Given request
From the line containing "truck tire, listing" to the end of the listing, write out every line exactly; leave out everything else.

───

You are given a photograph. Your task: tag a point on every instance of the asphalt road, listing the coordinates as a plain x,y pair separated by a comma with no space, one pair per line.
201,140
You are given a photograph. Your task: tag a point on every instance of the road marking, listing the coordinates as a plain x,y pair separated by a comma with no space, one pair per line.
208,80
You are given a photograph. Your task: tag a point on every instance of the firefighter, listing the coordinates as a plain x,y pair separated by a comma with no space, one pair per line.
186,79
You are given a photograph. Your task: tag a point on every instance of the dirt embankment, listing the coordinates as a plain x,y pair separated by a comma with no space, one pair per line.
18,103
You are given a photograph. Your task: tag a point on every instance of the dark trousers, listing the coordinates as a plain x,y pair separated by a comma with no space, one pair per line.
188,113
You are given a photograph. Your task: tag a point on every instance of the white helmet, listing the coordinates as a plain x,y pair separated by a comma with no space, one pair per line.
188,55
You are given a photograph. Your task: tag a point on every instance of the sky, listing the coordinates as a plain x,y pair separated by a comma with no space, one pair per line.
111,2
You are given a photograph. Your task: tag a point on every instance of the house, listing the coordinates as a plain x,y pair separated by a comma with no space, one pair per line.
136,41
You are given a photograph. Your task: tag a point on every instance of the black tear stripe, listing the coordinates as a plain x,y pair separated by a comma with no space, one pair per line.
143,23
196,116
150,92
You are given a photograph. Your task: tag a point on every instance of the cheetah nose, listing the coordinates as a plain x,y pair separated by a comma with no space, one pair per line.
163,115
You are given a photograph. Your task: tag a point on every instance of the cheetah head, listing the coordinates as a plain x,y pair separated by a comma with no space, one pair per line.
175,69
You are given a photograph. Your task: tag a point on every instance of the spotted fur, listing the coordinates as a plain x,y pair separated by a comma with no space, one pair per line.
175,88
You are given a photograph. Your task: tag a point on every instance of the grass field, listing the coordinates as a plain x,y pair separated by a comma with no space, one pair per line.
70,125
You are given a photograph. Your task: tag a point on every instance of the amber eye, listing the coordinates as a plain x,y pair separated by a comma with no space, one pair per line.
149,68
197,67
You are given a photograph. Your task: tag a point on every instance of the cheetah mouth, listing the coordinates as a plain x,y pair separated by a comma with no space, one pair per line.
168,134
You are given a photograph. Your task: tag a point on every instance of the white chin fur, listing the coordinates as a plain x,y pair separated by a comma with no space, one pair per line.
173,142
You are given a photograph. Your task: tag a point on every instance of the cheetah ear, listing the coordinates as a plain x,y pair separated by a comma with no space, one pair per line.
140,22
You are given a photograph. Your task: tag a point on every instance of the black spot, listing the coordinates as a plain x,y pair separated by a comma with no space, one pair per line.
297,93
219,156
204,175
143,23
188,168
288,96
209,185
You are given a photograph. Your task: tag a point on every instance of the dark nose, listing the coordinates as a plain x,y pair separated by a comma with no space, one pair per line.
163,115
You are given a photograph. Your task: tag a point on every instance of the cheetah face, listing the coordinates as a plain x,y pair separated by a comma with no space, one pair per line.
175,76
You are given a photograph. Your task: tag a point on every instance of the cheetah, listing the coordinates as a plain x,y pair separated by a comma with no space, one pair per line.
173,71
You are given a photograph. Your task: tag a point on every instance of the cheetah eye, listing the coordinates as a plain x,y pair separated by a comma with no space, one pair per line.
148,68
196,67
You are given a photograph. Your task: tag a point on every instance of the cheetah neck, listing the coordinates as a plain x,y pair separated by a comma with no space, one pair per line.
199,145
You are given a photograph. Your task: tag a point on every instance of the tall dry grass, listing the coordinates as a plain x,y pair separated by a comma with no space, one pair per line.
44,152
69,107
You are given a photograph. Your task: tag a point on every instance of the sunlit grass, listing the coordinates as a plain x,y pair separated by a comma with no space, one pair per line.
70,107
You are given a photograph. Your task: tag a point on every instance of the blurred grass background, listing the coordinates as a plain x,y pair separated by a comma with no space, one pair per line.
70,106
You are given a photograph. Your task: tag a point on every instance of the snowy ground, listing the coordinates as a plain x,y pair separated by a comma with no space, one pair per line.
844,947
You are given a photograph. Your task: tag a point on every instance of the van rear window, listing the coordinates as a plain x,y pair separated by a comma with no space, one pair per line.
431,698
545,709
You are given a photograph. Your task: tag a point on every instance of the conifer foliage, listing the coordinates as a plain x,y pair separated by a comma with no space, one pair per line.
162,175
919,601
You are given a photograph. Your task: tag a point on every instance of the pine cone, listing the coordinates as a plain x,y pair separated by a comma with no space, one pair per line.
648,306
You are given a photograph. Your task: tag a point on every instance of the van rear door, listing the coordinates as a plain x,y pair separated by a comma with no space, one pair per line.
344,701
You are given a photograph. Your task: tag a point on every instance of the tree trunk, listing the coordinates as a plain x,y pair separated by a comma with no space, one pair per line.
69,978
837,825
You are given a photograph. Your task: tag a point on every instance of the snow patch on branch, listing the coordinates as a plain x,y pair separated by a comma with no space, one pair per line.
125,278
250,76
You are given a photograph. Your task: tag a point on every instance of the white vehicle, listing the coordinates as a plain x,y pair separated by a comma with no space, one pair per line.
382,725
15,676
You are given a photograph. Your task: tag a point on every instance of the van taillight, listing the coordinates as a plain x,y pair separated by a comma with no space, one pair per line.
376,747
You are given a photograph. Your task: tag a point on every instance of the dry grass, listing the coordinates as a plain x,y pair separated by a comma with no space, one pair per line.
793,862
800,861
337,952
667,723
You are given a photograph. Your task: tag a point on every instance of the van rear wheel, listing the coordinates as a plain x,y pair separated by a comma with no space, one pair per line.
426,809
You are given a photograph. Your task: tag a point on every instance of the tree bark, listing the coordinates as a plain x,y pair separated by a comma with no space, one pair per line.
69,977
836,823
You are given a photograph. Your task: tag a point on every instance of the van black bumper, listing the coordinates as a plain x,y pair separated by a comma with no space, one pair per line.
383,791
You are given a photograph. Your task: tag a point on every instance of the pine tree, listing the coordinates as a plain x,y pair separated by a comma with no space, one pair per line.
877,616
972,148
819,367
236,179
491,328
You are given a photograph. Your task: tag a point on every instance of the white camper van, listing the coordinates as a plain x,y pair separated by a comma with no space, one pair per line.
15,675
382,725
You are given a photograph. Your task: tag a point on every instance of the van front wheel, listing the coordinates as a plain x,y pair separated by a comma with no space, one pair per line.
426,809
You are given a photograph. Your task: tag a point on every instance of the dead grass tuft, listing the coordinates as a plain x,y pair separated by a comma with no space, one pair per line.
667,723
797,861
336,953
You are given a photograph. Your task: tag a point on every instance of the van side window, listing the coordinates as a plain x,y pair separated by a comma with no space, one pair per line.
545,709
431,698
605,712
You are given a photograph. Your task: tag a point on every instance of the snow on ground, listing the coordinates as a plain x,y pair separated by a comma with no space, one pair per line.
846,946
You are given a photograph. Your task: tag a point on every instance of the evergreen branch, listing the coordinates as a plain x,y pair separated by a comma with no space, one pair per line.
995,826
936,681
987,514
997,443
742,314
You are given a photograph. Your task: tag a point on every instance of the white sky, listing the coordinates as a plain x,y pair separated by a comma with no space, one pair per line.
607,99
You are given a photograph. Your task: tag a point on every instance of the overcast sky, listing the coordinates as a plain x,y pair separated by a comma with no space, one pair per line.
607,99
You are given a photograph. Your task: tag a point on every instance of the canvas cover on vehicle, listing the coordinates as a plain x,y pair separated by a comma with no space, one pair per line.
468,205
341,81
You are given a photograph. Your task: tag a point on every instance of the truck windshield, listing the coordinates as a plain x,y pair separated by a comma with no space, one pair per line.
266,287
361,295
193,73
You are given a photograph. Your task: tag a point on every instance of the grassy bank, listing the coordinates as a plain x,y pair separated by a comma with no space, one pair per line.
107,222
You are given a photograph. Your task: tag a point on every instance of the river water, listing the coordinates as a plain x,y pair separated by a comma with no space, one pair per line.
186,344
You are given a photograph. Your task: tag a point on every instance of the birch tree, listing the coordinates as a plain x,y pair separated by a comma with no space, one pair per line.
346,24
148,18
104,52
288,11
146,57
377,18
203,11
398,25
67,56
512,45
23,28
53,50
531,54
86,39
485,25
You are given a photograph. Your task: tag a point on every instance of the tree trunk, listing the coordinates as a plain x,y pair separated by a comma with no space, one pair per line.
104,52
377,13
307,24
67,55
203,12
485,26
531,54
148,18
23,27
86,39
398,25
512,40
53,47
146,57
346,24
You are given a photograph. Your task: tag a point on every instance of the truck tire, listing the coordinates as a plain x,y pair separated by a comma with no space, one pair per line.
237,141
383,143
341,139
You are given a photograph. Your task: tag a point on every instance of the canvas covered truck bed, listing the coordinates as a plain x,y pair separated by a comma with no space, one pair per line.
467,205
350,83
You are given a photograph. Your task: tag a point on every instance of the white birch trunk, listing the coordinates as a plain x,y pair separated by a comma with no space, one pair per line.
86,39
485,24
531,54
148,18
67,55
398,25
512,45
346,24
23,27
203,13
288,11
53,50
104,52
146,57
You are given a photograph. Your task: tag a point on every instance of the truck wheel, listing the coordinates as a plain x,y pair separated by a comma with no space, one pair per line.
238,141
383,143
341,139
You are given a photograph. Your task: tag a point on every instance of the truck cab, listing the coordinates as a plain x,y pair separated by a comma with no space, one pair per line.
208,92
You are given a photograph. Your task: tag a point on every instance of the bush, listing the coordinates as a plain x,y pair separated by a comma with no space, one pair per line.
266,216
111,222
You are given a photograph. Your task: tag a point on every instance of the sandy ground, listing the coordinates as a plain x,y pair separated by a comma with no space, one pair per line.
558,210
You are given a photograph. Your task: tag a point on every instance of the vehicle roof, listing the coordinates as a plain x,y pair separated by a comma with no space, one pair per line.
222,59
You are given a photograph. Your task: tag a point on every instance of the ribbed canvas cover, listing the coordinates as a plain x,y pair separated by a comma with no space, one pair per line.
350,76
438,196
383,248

───

Result
You are given a photograph. Your task: tag a point on every instance of the truck tire, listing the coordinates as a plain x,y pair separated by a comma with no space, one pair per line.
237,141
383,143
341,139
You are given a photograph. Your task: tag a point on every instance of the canvas covered truck bed, listing the coordinates as a plain x,y pair separated by a comma with no space, one pair per line.
467,205
350,83
You are given a photograph. Your task: tag a point on every instance of the white birch trunk, listing the coordinates as a plain x,y pair separated by a comma with no space, one pair per line.
86,39
485,24
531,54
148,18
67,55
398,25
512,45
346,24
23,27
203,13
288,11
53,50
104,52
146,57
You are given a photograph. Your task: tag a point on every instance of the truck wheel, listing the coordinates as a plain x,y pair separated by a comma with no space, one pair per line.
238,141
383,143
341,139
You are given a photograph. Your task: tag a point on every instance of the truck cab, listing the coordinates as a plain x,y pair separated by a comma with no space, one pair per line.
208,92
You are given a photograph. Your task: tag a point on every instance of the bush, listing the coordinates as a plain x,y pair separated by a comma with no space, one pair per line.
266,216
111,222
You are given a photograph. Your task: tag a point on every instance of the sandy ground, listing the coordinates as a plain x,y pair separated by a comma with no space, one pair per line.
558,210
You are given a photograph. Your task: tag a point on every instance of the vehicle roof, listing the coordinates as a plain x,y pair separated by a comma with no space, one pair per line.
222,59
You are given a photograph. Your task: tag a point on every instance of the ribbed canvas cover, listing the coordinates as a plain x,y pair separated by a comma with no space, one pair per line.
350,76
438,196
383,248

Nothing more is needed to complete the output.